## START PROVIDED RECORDS

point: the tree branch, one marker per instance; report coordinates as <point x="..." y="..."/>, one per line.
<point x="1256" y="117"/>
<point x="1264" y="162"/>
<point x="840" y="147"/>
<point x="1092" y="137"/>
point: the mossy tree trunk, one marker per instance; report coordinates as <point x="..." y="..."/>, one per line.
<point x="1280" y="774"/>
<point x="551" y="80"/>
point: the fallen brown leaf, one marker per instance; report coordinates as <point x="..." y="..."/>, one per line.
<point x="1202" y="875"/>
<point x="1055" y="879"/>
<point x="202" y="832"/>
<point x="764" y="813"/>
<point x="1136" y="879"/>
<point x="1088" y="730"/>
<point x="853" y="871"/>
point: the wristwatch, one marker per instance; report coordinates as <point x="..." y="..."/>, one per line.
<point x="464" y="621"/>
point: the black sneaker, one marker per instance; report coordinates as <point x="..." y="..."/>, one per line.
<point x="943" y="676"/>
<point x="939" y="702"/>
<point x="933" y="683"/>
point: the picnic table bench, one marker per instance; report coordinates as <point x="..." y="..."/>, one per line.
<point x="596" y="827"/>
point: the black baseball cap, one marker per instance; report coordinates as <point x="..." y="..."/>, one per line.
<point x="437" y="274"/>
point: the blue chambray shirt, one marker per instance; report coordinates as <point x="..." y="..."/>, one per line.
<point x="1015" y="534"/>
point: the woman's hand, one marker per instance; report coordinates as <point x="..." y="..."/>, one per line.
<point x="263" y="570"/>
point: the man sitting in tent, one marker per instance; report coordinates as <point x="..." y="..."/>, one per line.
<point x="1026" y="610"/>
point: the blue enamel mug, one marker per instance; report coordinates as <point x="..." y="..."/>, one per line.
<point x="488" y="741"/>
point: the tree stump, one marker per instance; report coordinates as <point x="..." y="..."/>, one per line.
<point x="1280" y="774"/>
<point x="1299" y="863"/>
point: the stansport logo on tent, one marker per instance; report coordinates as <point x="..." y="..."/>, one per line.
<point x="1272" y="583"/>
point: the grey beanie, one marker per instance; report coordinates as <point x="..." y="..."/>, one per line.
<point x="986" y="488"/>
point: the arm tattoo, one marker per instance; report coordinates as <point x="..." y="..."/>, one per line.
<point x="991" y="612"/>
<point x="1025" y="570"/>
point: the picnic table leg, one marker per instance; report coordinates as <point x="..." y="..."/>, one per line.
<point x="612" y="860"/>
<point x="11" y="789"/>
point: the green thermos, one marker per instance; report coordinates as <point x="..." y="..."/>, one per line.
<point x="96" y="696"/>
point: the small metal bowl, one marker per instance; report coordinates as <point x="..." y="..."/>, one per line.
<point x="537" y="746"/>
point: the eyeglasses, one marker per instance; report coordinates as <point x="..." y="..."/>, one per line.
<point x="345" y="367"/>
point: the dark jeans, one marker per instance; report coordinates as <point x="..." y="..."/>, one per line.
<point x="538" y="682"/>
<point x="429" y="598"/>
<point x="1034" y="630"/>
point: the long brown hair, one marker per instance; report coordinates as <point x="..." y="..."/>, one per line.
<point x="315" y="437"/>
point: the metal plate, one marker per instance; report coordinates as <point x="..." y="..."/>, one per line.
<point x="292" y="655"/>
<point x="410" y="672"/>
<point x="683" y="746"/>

## END PROVIDED RECORDS

Arrange every line of the entries above as a JSON list of strings, one string per line, with blank lines left out.

RESULT:
[
  "point: the tree branch, one marker per instance; report coordinates as <point x=\"...\" y=\"...\"/>, one per line.",
  "<point x=\"1256\" y=\"117\"/>",
  "<point x=\"1264\" y=\"162\"/>",
  "<point x=\"840\" y=\"147\"/>",
  "<point x=\"1092\" y=\"137\"/>",
  "point: the mossy tree trunk, one marker per instance; report coordinates as <point x=\"...\" y=\"...\"/>, one per line.",
  "<point x=\"1280\" y=\"774\"/>",
  "<point x=\"551\" y=\"80\"/>",
  "point: the fallen brown leaf, one marker per instance; report coordinates as <point x=\"...\" y=\"...\"/>, one per line.",
  "<point x=\"1202\" y=\"875\"/>",
  "<point x=\"1055\" y=\"879\"/>",
  "<point x=\"202\" y=\"832\"/>",
  "<point x=\"764\" y=\"813\"/>",
  "<point x=\"1136\" y=\"879\"/>",
  "<point x=\"1088\" y=\"730\"/>",
  "<point x=\"853\" y=\"871\"/>",
  "point: the wristwatch, one marker per instance; report coordinates as <point x=\"...\" y=\"...\"/>, one per line.",
  "<point x=\"464\" y=\"621\"/>",
  "point: the black sneaker, one marker per instance; report coordinates as <point x=\"...\" y=\"...\"/>, one per line.",
  "<point x=\"943\" y=\"676\"/>",
  "<point x=\"939\" y=\"702\"/>",
  "<point x=\"933\" y=\"683\"/>",
  "point: the picnic table bench, one marker per instance; report coordinates as <point x=\"...\" y=\"...\"/>, one per line.",
  "<point x=\"596\" y=\"827\"/>",
  "point: the black baseball cap, one marker per instance; report coordinates as <point x=\"...\" y=\"...\"/>, one per line.",
  "<point x=\"437\" y=\"274\"/>",
  "point: the blue chambray shirt, one marker per instance; report coordinates as <point x=\"...\" y=\"...\"/>, one per line.",
  "<point x=\"1015\" y=\"534\"/>",
  "point: the woman's hand, one marker per instance; report coordinates as <point x=\"...\" y=\"...\"/>, one per line.",
  "<point x=\"263\" y=\"570\"/>",
  "point: the man sitting in tent, one marker per instance; report coordinates as <point x=\"...\" y=\"...\"/>, one per line.",
  "<point x=\"1026\" y=\"610\"/>",
  "point: the blue enamel mug, one marker per instance; report coordinates as <point x=\"...\" y=\"...\"/>, one per line.",
  "<point x=\"488\" y=\"741\"/>",
  "point: the tree stump, one marker per instance; report coordinates as <point x=\"...\" y=\"...\"/>, one per line.",
  "<point x=\"1280\" y=\"774\"/>",
  "<point x=\"1299\" y=\"863\"/>",
  "point: the stansport logo on tent, one marker per instance; report coordinates as <point x=\"...\" y=\"...\"/>, one per line.",
  "<point x=\"1272\" y=\"583\"/>",
  "point: the grey beanie, one marker per instance; report coordinates as <point x=\"...\" y=\"...\"/>, one per line.",
  "<point x=\"986\" y=\"488\"/>",
  "point: the arm tattoo, one marker per instance; report coordinates as <point x=\"...\" y=\"...\"/>, one per line.",
  "<point x=\"991\" y=\"612\"/>",
  "<point x=\"1025\" y=\"570\"/>",
  "point: the picnic table leg, one marker per instance; report coordinates as <point x=\"...\" y=\"...\"/>, one per line.",
  "<point x=\"612\" y=\"860\"/>",
  "<point x=\"11\" y=\"789\"/>",
  "point: the green thermos, one marker per instance; report coordinates as <point x=\"...\" y=\"...\"/>, one per line.",
  "<point x=\"96\" y=\"696\"/>",
  "point: the small metal bowl, one marker per instance; report coordinates as <point x=\"...\" y=\"...\"/>, one per line.",
  "<point x=\"537\" y=\"746\"/>",
  "point: the eyeglasses, one marker per instance; report coordinates as <point x=\"...\" y=\"...\"/>, one per line.",
  "<point x=\"345\" y=\"367\"/>",
  "point: the dark jeans, one marker per instance; report coordinates as <point x=\"...\" y=\"...\"/>, one per line.",
  "<point x=\"538\" y=\"682\"/>",
  "<point x=\"429\" y=\"598\"/>",
  "<point x=\"1034\" y=\"630\"/>",
  "point: the long brown hair, one marker per instance; report coordinates as <point x=\"...\" y=\"...\"/>, one per line.",
  "<point x=\"315\" y=\"437\"/>",
  "point: the metal plate, one marker per instance; report coordinates as <point x=\"...\" y=\"...\"/>, one per line.",
  "<point x=\"292\" y=\"655\"/>",
  "<point x=\"410\" y=\"672\"/>",
  "<point x=\"683\" y=\"746\"/>"
]